→ EXTRAIT DU DOCUMENT:
______________________________

CHAPITRE II - DISPOSITIONS PORTANT TRANSPOSITION DE LA DIRECTIVE 2010/64/UE DU PARLEMENT EUROPÉEN ET DU CONSEIL DU 20 OCTOBRE 2010 RELATIVE À L'INTERPRÉTATION ET À LA TRADUCTION DANS LE CADRE DES PROCÉDURES PÉNALES

Article 3 (art. préliminaire du code de procédure pénale) - Transposition de la directive 2010/64/UE du Parlement européen et du Conseil du 20 octobre 2010 relative à l'interprétation et à la traduction dans le cadre des procédures pénales

Cet article transpose la directive 2010/64/UE du Parlement européen et du Conseil du 20 octobre 2010, relative au droit à l'interprétation et à la traduction dans le cadre des procédures pénales .

La commission des lois de l'Assemblée nationale l'a réécrit pour y mentionner le droit à l'assistance d'un interprète pendant toute la durée de la procédure en plus du droit à la traduction des pièces essentielles nécessaires pour assurer sa défense. Ces dispositions ont été intégrées dans l'article préliminaire du code de procédure pénale, après le deuxième alinéa du III 14 ( * ) .

1 - La consécration par la directive 2010/64/UE du droit à l'interprétation et à la traduction dans le cadre des procédures pénales

Cette directive s'inscrit dans le cadre de la feuille de route visant à renforcer les droits procéduraux des suspects ou des personnes poursuivies dans le cadre des procédures pénales , adoptée par le Conseil le 30 novembre 2009. Cette feuille de route a pour objet de mettre en place une harmonisation des droits des suspects et des accusés dans les procédures pénales dans les pays de l'Union européenne.

La directive 2010/64/UE, relative à l'interprétation et à la traduction, porte sur la série de mesures « A » de la feuille de route, première des cinq séries de mesures prévues par cette feuille de route. Elle prévoit la reconnaissance expresse du droit à l'interprétariat et à la traduction des « documents essentiels » du dossier.

Cette directive doit être transposée au plus tard le 27 octobre 2013 .

Le Gouvernement évalue dans son étude d'impact les frais de mise en oeuvre de la transposition de la directive 2010/64/UE à 27 millions d'euros par an, résultant principalement de la traduction des documents essentiels et de la prise en charge des frais d'interprétariat pour la communication de la personne mise en cause avec son avocat.

La directive intègre les dispositions de l'article 5 et 6 de la convention européenne des droits de l'homme, telles qu'interprétées par la Cour européenne des droits de l'homme.

L'article 5 paragraphe 2 de la convention dispose en effet que « toute personne arrêtée doit être informée, dans le plus court délai et dans une langue qu'elle comprend, des raisons de son arrestation et de toute accusation portée contre elle. » et l'article 6 paragraphe 3 que « tout accusé a droit notamment à : a) être informé, dans le plus court délai, dans une langue qu'il comprend et d'une manière détaillée, de la nature et de la cause de l'accusation portée contre lui ; (...) se faire assister gratuitement d'un interprète, s'il ne comprend pas ou ne parle pas la langue employée à l'audience. »

______________________________

→ TÂCHES À FAIRE:
**1)** Indiquez seulement combien de lignes de la liste contiennent la chaîne « gray ».
**2)** Reprenez le texte sur la transposition de la directive relative à l'interprétation et à la traduction dans les procédures pénales, à la suite de sa dernière phrase.

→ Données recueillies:

______________________________

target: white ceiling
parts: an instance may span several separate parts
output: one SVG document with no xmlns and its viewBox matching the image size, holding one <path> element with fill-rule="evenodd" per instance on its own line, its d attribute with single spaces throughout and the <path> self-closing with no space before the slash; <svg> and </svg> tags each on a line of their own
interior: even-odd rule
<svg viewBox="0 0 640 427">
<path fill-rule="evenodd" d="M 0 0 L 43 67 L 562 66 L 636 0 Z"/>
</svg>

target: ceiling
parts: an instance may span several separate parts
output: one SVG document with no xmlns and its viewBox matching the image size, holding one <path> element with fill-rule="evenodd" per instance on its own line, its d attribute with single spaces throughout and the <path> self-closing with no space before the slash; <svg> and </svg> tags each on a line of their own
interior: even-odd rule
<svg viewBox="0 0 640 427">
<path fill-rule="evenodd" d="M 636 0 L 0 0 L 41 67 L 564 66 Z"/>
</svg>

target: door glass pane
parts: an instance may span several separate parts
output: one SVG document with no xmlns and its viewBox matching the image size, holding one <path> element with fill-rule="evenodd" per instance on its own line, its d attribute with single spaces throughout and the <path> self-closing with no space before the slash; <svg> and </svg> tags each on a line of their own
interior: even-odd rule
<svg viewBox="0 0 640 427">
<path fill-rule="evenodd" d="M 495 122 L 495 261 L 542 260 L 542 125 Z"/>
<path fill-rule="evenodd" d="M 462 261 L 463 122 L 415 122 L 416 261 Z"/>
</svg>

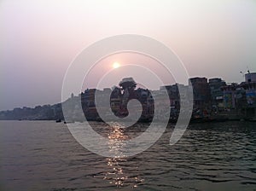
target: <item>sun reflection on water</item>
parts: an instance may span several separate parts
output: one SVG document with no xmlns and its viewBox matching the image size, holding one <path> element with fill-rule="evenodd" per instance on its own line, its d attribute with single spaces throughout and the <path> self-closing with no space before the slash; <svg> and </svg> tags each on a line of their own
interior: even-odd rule
<svg viewBox="0 0 256 191">
<path fill-rule="evenodd" d="M 108 148 L 113 153 L 119 153 L 117 151 L 125 147 L 125 141 L 129 139 L 129 136 L 124 134 L 124 129 L 119 124 L 113 125 L 113 130 L 108 133 L 108 137 L 109 139 Z M 106 159 L 109 171 L 105 173 L 103 179 L 118 188 L 131 187 L 135 188 L 144 180 L 138 176 L 134 176 L 138 171 L 138 166 L 127 165 L 128 159 L 125 157 L 125 154 L 121 156 L 118 154 L 113 155 L 113 158 Z"/>
</svg>

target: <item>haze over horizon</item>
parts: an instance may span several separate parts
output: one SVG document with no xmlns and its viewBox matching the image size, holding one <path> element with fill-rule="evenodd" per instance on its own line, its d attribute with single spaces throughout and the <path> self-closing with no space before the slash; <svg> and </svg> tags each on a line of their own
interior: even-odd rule
<svg viewBox="0 0 256 191">
<path fill-rule="evenodd" d="M 191 78 L 240 83 L 244 80 L 240 72 L 256 72 L 253 0 L 2 0 L 0 26 L 0 111 L 60 102 L 65 72 L 77 54 L 119 34 L 163 43 L 178 55 Z M 113 57 L 102 66 L 130 61 L 154 66 L 146 56 Z M 92 73 L 101 75 L 100 70 Z M 170 77 L 163 78 L 165 84 L 169 79 L 172 84 Z M 96 84 L 90 78 L 84 88 Z"/>
</svg>

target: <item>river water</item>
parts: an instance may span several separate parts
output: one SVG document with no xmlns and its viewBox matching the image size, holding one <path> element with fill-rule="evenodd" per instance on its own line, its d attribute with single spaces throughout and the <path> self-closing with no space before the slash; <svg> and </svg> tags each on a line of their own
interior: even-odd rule
<svg viewBox="0 0 256 191">
<path fill-rule="evenodd" d="M 194 124 L 170 146 L 172 130 L 142 153 L 111 159 L 84 148 L 62 123 L 1 121 L 0 190 L 256 190 L 255 123 Z"/>
</svg>

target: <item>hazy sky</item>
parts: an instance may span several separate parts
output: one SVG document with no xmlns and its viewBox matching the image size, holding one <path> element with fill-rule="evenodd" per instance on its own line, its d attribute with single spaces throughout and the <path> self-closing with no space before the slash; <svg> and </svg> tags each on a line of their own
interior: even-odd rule
<svg viewBox="0 0 256 191">
<path fill-rule="evenodd" d="M 191 77 L 241 82 L 240 71 L 256 72 L 255 0 L 1 0 L 0 26 L 0 110 L 61 101 L 74 56 L 124 33 L 162 42 Z"/>
</svg>

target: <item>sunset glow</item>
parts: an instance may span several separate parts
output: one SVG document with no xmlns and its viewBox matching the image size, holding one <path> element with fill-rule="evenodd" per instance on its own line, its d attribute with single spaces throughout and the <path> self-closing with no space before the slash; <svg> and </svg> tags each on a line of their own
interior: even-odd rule
<svg viewBox="0 0 256 191">
<path fill-rule="evenodd" d="M 119 68 L 121 65 L 119 63 L 119 62 L 113 62 L 112 67 L 113 68 L 116 69 L 116 68 Z"/>
</svg>

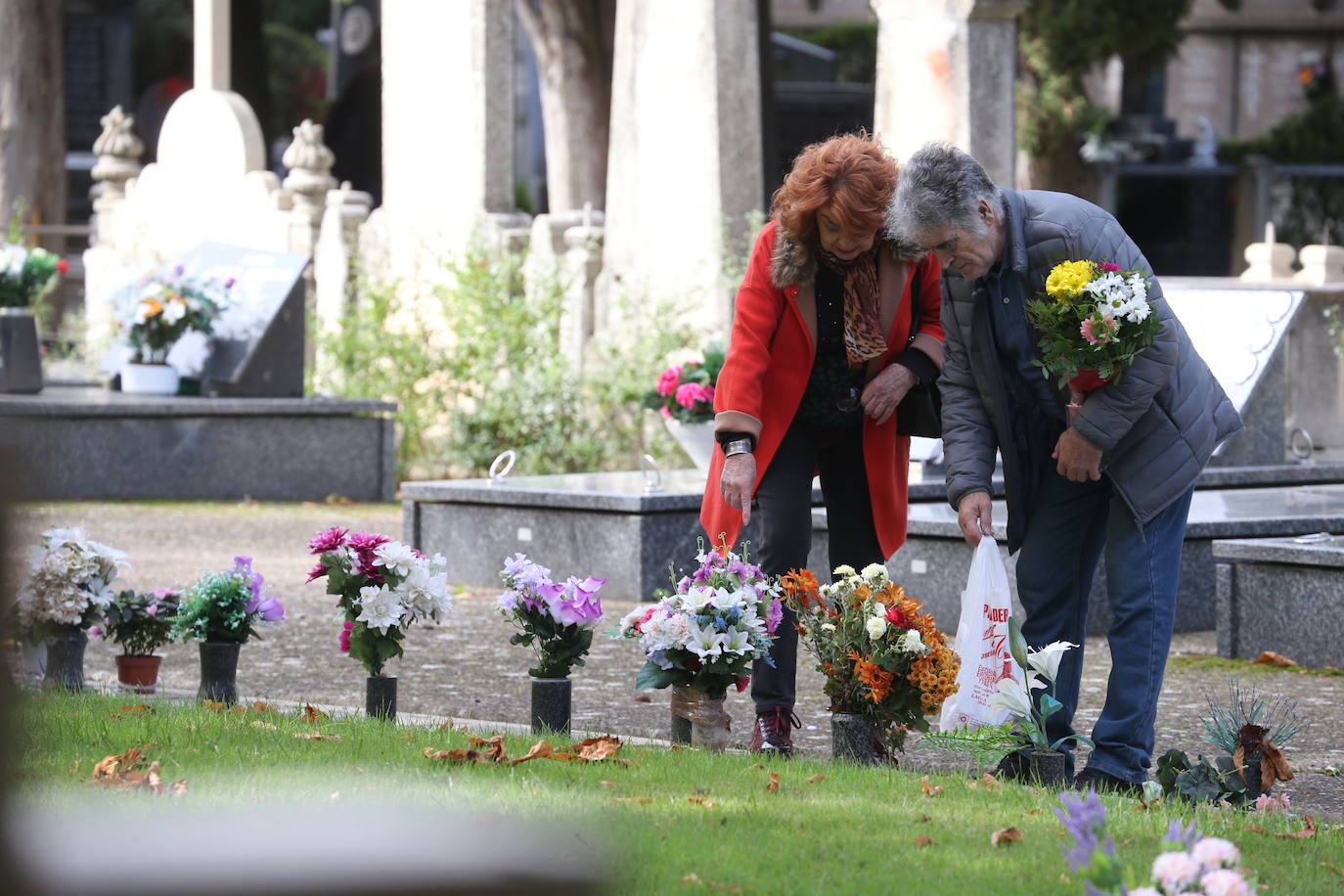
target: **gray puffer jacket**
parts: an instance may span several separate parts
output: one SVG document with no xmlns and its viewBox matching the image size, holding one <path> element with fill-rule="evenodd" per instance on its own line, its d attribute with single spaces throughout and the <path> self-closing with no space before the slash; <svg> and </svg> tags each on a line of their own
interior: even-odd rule
<svg viewBox="0 0 1344 896">
<path fill-rule="evenodd" d="M 1113 262 L 1152 274 L 1148 259 L 1106 211 L 1068 193 L 1004 189 L 1008 222 L 1025 246 L 1025 282 L 1046 292 L 1046 277 L 1062 261 Z M 1008 263 L 1005 261 L 1005 263 Z M 1003 372 L 989 325 L 988 290 L 980 281 L 943 278 L 942 325 L 946 360 L 942 391 L 948 500 L 989 490 L 995 450 L 1004 455 L 1008 490 L 1008 548 L 1021 544 L 1030 508 L 1021 506 L 1021 465 Z M 1189 337 L 1156 277 L 1149 300 L 1164 322 L 1118 383 L 1091 392 L 1073 426 L 1102 449 L 1102 470 L 1142 525 L 1185 493 L 1214 449 L 1242 423 Z"/>
</svg>

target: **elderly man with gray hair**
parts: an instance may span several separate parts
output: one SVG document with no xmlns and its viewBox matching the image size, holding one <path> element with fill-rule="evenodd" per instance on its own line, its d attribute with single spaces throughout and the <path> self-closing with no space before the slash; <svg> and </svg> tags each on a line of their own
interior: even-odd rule
<svg viewBox="0 0 1344 896">
<path fill-rule="evenodd" d="M 1137 793 L 1152 760 L 1195 478 L 1214 449 L 1241 431 L 1241 419 L 1142 253 L 1097 206 L 996 187 L 966 153 L 927 144 L 900 168 L 887 226 L 894 239 L 931 250 L 942 263 L 948 500 L 969 544 L 992 535 L 991 476 L 995 451 L 1003 454 L 1008 549 L 1019 552 L 1030 645 L 1083 643 L 1105 551 L 1111 673 L 1075 785 Z M 1044 293 L 1051 267 L 1082 259 L 1145 271 L 1163 326 L 1124 376 L 1090 392 L 1070 420 L 1067 392 L 1036 364 L 1025 301 Z M 1082 650 L 1070 650 L 1055 693 L 1063 709 L 1047 720 L 1051 742 L 1074 733 L 1081 676 Z M 1000 771 L 1019 776 L 1024 763 L 1009 756 Z"/>
</svg>

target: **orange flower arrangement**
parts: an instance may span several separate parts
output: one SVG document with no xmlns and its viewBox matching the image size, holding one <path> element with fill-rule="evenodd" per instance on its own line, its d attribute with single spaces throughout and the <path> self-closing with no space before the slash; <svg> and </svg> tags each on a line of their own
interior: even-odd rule
<svg viewBox="0 0 1344 896">
<path fill-rule="evenodd" d="M 798 633 L 827 676 L 832 712 L 868 716 L 899 748 L 909 728 L 927 731 L 927 715 L 957 690 L 957 654 L 923 604 L 872 564 L 836 570 L 818 586 L 808 570 L 782 578 Z"/>
</svg>

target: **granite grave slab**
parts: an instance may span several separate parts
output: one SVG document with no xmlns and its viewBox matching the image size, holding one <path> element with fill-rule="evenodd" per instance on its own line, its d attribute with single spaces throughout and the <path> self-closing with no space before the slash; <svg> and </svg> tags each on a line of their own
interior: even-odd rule
<svg viewBox="0 0 1344 896">
<path fill-rule="evenodd" d="M 1273 650 L 1302 666 L 1344 668 L 1344 536 L 1219 540 L 1212 556 L 1220 657 Z"/>
</svg>

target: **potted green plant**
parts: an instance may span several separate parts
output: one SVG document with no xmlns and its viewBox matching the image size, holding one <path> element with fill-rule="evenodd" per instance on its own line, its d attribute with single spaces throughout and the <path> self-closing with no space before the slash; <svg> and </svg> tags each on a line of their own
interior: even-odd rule
<svg viewBox="0 0 1344 896">
<path fill-rule="evenodd" d="M 251 557 L 234 557 L 231 570 L 207 572 L 181 592 L 172 637 L 200 642 L 198 700 L 238 703 L 238 652 L 259 637 L 253 623 L 285 618 L 284 604 L 262 594 L 263 582 Z"/>
<path fill-rule="evenodd" d="M 42 391 L 34 306 L 65 273 L 66 261 L 55 253 L 0 242 L 0 392 Z"/>
<path fill-rule="evenodd" d="M 122 690 L 155 693 L 163 657 L 155 650 L 172 641 L 172 618 L 177 614 L 177 591 L 159 588 L 148 594 L 125 590 L 112 599 L 102 626 L 90 634 L 121 646 L 117 681 Z"/>
<path fill-rule="evenodd" d="M 208 334 L 214 329 L 233 285 L 231 277 L 222 282 L 185 277 L 181 265 L 142 279 L 124 320 L 130 360 L 121 368 L 121 391 L 176 394 L 179 377 L 168 352 L 187 330 Z"/>
</svg>

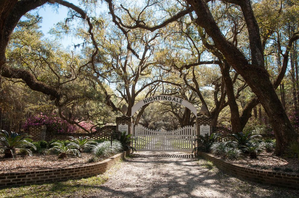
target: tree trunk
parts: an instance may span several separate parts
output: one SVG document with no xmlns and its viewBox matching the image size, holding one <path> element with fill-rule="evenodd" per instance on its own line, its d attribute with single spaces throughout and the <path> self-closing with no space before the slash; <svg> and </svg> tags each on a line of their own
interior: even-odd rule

______________________________

→ RÉPONSES:
**1)** 2

**2)**
Le corollaire de ce droit est que les pièces essentielles du procès doivent faire l'objet d'une traduction dans une langue comprise par le prévenu, comme l'a précisé l'arrêt Kamasinski contre Autriche 15 ( * ) : « le droit, proclamé au paragraphe 3 e) de l'article 6 (article 6-3-e), à l'assistance gratuite d'un interprète ne vaut pas pour les seules déclarations orales à l'audience, mais aussi pour les pièces écrites et pour l'instruction préparatoire . » Dans le même arrêt, la Cour européenne des droits de l'homme a cependant précisé que cette obligation de traduction ne s'étendait pas à l'ensemble des pièces du dossier 16 ( * ) .

La directive pose ainsi le principe d'un droit à l'interprétariat et à la traduction des pièces essentielles du dossier et édicte une série de mesures pour assurer l'effectivité de ce droit à l'interprétation et à la traduction dans le cadre des procédures pénales.

Si la directive distingue l'interprétation de la traduction - qui concerne les pièces essentielles nécessaires à la défense -, le régime de ces deux droits est similaire. Les personnes présentant des troubles de l'audition ou de la parole en bénéficient aussi 17 ( * ) .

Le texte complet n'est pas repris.